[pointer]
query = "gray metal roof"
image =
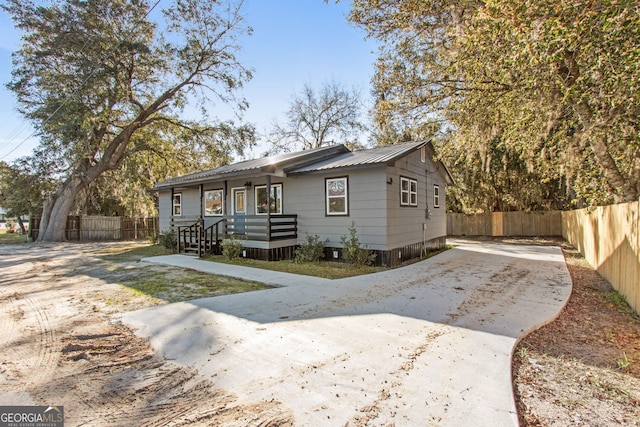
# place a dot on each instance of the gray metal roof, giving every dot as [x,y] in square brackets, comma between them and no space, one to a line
[307,161]
[363,158]
[256,166]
**********
What is needed: Reproduce the data with every "metal" swapped for "steel", leaving everything else unchanged and omitting the pictures.

Exercise answer:
[pointer]
query = "gray steel roof"
image =
# place a dot on each instance of the gray steel roof, giving every dot as [x,y] in square brackets, comma between them and no space, one to a line
[307,161]
[363,158]
[256,166]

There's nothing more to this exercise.